## GOAL
In the part of the items that opens with the line containing "Field-scouting task: mark every instance of the sun behind" and closes with the line containing "point(171, 122)", substitute "plant or feature" for every "plant or object" and give those lines again with everything else unchanged.

## ITEMS
━━━━━━━━━━━━━━━━
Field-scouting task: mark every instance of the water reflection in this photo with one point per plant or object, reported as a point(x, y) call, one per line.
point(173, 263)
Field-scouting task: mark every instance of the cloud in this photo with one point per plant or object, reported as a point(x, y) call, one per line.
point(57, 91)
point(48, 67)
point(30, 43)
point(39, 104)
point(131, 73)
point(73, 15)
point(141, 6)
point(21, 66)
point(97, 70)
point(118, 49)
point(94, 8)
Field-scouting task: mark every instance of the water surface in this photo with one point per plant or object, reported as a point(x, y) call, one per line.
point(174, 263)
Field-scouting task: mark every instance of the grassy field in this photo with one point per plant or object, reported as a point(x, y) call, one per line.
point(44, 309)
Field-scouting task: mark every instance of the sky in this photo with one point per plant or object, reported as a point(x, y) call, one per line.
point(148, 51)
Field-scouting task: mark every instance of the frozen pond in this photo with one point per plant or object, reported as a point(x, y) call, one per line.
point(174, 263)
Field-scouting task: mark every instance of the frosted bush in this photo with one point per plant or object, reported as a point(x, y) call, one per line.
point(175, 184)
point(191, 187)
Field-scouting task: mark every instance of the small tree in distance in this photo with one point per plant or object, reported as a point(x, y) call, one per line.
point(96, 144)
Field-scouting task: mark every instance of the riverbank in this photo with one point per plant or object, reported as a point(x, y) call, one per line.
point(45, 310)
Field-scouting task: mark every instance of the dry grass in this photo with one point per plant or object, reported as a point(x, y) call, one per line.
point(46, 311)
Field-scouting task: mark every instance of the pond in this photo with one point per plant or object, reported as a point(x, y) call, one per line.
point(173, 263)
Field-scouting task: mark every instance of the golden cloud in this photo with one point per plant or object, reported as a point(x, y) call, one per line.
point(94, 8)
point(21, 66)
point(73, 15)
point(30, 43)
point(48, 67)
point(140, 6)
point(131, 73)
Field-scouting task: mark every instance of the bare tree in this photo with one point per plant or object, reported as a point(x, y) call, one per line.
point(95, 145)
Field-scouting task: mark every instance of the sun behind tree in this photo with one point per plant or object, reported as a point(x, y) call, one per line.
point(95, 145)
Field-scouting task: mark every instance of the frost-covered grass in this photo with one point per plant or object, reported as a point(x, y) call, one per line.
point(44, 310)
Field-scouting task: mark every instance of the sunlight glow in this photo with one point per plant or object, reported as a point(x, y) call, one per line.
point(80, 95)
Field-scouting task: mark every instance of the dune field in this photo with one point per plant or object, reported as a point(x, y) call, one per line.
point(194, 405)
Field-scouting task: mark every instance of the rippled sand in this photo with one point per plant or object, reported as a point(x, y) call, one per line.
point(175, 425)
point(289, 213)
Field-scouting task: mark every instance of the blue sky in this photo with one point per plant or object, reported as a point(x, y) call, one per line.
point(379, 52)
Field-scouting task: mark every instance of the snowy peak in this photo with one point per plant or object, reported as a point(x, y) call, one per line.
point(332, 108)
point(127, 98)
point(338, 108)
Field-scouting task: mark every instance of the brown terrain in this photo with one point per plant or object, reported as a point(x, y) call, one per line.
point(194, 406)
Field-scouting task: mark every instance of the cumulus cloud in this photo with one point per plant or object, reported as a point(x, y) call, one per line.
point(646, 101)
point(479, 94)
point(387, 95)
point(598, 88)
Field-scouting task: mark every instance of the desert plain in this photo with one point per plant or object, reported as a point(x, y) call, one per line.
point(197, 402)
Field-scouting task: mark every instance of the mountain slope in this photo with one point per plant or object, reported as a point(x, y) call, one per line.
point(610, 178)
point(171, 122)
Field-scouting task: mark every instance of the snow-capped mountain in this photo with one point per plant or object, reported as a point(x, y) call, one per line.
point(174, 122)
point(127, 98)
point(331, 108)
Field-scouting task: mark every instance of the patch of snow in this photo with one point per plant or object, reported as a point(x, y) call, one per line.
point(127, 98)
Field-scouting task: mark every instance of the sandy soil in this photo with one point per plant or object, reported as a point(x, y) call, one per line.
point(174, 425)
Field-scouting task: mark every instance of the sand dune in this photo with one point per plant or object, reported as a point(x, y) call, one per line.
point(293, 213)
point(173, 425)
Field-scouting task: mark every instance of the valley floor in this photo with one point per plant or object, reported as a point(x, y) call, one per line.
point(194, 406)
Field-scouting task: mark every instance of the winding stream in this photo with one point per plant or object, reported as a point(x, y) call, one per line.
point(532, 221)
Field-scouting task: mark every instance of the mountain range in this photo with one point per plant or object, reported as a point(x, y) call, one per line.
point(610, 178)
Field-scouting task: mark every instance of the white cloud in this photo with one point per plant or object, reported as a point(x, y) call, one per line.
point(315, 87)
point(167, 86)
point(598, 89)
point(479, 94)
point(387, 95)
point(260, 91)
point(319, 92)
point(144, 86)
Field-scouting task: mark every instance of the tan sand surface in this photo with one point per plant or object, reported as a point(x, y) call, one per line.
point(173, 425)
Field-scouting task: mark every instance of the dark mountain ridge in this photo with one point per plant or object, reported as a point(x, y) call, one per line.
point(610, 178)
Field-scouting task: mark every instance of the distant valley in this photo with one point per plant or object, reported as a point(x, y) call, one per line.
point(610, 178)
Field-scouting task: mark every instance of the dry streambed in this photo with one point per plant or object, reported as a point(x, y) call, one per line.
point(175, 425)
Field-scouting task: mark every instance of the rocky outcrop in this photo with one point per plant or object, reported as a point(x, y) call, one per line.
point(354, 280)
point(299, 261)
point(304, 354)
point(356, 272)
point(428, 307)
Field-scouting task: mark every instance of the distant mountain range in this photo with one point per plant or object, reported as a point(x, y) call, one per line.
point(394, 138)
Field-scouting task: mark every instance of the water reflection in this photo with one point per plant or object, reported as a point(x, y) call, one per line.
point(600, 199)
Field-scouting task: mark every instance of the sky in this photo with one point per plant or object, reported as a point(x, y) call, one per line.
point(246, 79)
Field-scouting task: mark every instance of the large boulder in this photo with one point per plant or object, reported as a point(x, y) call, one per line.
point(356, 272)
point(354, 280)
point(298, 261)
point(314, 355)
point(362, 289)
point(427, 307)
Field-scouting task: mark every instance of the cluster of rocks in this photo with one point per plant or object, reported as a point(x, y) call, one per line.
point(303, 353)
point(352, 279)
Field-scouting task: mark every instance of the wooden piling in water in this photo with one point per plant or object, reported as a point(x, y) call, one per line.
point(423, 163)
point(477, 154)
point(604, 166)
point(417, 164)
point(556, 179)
━━━━━━━━━━━━━━━━
## SOLUTION TO THIS TASK
Field-scouting task: mark every instance of the sun behind tree in this photo with one point per plant or feature, reported as a point(x, y) call, one per line.
point(95, 145)
Field-scouting task: mark every instance of the frost-covered grass in this photo with one point per plant or feature, reported as a point(x, y) call, one per line.
point(44, 310)
Field-scouting task: mark every instance of the sunlight glow in this photo with one point per plant or feature, reported as a point(x, y) call, one per line.
point(80, 95)
Field-scouting task: mark every instance of the dune field in this photo with one point per plant or feature, reported as a point(x, y) call, one per line.
point(194, 405)
Field-scouting task: mark every instance of the rippled sand in this photo with one point per plant or feature, reported as a point(x, y) call, one per line.
point(175, 425)
point(289, 213)
Field-scouting task: mark every instance of the blue sky in this photo with one point per plant or feature, reported as a point(x, y) call, one per line.
point(379, 52)
Field-scouting task: mark every instance of the snowy peak in this photo with one point per plant or feature, reported as a point(x, y) call, one per line.
point(332, 108)
point(127, 98)
point(338, 108)
Field-scouting task: mark every instance of the brown terrain in this photo with one point per plant or feature, reported as a point(x, y) call, one per line.
point(194, 406)
Field-scouting task: mark every instance of the cumulus cloud in this photo with one point per plant or feature, reported as a point(x, y) call, one per line.
point(646, 101)
point(479, 94)
point(387, 95)
point(598, 88)
Field-scouting task: mark every instance of the desert plain in this photo with one point per plant or feature, reported as a point(x, y) call, one per line.
point(197, 402)
Field-scouting task: mark every instance of the mountain slope in this photo with one point per plant or feature, reported as a point(x, y) call, one per line.
point(610, 178)
point(171, 122)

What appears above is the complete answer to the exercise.